• Work instructions: Rewrite the entries from their start through the line holding "positive clicks: (142, 192) (140, 184)", inclusive, with "rough mask" changed to "coarse mask" and everything else left as it is.

• Source data:

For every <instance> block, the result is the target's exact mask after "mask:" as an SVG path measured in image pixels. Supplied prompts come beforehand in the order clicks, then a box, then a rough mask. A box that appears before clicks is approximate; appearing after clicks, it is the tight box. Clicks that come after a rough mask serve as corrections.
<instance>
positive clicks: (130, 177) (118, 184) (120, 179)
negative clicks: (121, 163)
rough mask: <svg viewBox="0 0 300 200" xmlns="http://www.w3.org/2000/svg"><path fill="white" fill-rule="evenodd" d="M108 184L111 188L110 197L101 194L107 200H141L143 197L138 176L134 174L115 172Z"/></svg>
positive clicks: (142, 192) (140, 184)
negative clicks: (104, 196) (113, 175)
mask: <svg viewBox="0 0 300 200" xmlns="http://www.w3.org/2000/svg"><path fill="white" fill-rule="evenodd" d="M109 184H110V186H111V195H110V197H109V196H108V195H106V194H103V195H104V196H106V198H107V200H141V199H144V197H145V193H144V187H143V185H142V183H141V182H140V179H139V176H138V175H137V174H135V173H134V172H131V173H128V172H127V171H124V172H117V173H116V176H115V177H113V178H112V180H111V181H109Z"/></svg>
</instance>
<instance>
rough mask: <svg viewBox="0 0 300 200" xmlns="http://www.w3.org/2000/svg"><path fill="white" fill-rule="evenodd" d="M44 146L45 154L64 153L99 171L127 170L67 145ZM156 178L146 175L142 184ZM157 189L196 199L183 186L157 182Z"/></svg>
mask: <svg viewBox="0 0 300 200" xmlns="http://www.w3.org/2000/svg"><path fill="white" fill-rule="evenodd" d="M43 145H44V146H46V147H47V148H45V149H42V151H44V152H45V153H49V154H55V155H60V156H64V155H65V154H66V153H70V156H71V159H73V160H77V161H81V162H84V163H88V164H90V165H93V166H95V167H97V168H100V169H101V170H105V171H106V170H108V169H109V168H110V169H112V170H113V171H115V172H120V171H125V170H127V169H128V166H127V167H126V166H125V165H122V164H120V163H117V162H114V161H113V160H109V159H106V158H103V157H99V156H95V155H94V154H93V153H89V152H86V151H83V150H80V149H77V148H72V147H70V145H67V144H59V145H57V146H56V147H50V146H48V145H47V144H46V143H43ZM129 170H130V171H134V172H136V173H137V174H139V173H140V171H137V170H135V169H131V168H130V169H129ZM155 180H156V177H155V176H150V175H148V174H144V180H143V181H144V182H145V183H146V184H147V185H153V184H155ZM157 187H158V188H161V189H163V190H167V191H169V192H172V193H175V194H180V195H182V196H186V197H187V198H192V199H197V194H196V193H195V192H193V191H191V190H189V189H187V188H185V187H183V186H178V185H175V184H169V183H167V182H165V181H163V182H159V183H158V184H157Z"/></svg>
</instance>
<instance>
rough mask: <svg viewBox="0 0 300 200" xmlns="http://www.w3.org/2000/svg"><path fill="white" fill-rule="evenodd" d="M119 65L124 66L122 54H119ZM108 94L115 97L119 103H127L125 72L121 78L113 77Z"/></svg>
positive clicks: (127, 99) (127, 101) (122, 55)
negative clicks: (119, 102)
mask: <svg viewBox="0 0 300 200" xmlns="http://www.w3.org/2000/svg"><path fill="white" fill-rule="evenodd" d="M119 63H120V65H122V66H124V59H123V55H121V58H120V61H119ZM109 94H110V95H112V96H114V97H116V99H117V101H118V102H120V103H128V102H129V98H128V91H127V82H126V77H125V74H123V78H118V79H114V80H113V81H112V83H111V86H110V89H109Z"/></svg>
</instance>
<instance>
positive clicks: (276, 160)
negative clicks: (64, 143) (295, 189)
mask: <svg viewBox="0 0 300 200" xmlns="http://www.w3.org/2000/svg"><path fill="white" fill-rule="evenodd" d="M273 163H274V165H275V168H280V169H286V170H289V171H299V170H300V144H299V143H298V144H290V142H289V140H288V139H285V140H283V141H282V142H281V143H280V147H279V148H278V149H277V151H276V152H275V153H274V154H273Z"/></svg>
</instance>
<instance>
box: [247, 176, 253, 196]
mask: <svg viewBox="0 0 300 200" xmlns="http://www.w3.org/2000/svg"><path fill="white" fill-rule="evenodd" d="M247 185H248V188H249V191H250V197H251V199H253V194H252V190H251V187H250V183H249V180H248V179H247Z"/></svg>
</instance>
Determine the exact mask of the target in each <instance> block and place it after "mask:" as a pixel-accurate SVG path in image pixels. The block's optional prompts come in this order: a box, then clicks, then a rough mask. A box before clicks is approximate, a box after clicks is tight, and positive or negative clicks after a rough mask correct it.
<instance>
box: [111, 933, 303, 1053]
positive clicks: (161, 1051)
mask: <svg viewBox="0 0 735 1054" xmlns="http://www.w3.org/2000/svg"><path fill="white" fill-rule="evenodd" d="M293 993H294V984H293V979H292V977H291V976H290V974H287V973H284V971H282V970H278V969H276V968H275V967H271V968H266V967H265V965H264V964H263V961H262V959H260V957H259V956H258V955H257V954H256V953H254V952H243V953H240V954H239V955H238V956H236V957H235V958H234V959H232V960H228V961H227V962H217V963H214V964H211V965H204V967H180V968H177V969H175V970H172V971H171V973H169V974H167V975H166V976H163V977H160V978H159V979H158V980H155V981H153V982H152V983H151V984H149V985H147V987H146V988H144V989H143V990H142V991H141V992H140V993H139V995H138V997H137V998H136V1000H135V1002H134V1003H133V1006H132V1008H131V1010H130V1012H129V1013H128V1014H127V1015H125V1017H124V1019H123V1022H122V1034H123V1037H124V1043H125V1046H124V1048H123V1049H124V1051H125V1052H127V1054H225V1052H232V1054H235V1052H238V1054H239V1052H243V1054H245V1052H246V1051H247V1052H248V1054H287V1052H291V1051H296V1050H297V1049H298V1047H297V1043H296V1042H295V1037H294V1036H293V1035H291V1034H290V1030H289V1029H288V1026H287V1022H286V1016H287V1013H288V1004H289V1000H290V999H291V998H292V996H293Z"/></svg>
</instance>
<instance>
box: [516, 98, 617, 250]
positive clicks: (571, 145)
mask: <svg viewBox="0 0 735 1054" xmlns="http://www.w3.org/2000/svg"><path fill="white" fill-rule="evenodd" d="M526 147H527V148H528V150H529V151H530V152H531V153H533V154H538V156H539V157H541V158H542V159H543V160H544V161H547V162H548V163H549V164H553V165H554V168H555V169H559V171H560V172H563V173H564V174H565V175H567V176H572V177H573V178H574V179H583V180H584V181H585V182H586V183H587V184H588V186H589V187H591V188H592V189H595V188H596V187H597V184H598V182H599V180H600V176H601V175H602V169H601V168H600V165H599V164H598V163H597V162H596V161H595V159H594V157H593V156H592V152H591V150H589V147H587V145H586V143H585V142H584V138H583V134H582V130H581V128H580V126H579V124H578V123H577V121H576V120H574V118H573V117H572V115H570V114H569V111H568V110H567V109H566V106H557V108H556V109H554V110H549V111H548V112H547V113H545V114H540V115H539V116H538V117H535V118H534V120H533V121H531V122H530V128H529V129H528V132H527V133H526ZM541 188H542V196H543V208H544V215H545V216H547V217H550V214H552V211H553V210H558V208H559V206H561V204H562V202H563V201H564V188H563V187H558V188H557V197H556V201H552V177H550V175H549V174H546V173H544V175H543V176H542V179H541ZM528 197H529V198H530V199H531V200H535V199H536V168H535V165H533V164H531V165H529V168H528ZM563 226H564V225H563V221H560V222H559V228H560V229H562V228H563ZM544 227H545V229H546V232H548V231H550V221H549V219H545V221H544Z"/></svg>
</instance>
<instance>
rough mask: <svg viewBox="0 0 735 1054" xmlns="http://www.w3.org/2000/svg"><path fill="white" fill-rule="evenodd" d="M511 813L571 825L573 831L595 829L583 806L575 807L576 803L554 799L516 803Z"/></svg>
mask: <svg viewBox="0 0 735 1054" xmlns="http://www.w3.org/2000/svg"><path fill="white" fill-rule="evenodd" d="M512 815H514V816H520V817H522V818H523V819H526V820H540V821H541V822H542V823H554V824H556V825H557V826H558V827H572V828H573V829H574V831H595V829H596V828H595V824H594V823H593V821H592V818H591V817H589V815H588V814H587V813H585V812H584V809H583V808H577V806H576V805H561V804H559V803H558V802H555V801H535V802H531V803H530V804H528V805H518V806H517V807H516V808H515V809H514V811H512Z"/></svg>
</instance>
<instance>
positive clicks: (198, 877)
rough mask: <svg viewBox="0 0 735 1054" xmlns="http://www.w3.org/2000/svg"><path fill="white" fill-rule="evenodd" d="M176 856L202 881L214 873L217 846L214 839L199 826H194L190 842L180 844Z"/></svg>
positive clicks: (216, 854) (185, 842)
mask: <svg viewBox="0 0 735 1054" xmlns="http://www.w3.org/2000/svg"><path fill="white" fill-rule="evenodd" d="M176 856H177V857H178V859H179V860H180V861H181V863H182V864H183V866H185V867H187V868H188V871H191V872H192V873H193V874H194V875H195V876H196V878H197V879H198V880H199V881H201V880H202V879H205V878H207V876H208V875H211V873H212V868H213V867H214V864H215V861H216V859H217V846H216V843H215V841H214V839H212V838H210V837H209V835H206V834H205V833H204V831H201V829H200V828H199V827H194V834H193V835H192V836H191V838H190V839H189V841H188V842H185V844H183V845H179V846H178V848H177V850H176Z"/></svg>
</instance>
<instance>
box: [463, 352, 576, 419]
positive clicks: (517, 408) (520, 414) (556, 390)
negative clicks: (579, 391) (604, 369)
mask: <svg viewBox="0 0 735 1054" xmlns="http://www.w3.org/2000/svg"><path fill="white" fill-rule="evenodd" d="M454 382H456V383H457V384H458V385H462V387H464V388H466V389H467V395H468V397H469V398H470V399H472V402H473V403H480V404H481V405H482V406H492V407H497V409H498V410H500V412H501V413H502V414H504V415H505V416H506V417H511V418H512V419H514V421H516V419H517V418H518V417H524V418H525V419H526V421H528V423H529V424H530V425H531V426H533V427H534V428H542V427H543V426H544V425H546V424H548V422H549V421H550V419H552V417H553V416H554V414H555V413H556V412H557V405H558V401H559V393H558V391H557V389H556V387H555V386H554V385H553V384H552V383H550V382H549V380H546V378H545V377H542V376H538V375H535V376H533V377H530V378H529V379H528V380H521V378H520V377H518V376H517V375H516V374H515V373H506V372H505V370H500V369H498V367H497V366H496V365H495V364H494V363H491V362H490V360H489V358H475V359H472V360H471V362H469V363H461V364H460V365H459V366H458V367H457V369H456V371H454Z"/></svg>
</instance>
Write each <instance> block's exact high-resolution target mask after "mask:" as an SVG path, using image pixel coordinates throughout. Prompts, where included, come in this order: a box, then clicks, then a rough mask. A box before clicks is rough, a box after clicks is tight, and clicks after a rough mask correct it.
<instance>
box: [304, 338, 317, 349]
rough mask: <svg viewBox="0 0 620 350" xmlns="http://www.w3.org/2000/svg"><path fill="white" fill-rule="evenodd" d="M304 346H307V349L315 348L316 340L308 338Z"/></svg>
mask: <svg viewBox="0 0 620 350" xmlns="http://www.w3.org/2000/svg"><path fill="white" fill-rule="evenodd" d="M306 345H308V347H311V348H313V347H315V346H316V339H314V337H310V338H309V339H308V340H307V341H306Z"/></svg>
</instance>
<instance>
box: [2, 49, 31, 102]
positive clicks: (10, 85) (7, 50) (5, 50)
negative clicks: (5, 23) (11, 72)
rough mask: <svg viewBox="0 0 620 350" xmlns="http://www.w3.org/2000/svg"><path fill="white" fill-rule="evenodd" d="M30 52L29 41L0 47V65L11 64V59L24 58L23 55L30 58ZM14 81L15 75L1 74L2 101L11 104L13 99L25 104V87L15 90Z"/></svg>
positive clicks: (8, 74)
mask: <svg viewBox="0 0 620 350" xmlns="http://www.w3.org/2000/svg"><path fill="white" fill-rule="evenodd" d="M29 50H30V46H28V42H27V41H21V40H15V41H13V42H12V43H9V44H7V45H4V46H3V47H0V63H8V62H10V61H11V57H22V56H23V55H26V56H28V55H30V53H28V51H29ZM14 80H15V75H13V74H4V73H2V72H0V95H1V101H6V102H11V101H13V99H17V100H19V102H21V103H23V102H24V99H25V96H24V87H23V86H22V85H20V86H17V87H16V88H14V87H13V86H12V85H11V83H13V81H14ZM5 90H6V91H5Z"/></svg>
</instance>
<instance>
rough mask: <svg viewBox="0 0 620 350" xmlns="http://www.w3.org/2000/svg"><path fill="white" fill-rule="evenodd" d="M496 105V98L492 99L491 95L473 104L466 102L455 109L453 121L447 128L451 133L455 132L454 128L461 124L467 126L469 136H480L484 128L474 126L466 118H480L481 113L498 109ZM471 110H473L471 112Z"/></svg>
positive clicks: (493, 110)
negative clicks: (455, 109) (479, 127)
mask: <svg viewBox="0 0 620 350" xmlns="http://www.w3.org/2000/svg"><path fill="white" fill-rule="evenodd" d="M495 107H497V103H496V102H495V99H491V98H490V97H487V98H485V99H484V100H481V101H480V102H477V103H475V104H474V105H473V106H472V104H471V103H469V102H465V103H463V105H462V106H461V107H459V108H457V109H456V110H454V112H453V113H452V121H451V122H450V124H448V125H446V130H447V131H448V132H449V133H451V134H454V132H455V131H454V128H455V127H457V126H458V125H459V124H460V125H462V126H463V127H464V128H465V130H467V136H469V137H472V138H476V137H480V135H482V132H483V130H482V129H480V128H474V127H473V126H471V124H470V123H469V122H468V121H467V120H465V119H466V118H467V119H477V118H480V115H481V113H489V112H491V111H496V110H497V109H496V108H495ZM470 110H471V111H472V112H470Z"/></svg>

• The answer:
For every <instance> block, the result is the target's exact mask after "mask:" as an SVG path measured in image pixels. Supplied prompts come beforehand in the order clicks, then a box, then a coarse mask. A box that appears before clicks is approximate; appearing after clicks, it is the tight box. Clicks that come after a coarse mask serve as corrections.
<instance>
positive clicks: (130, 177) (118, 184) (120, 179)
negative clicks: (121, 163)
coarse mask: <svg viewBox="0 0 300 200" xmlns="http://www.w3.org/2000/svg"><path fill="white" fill-rule="evenodd" d="M108 184L111 188L110 197L101 194L107 200H141L143 197L138 176L134 174L115 172Z"/></svg>
positive clicks: (142, 192) (140, 184)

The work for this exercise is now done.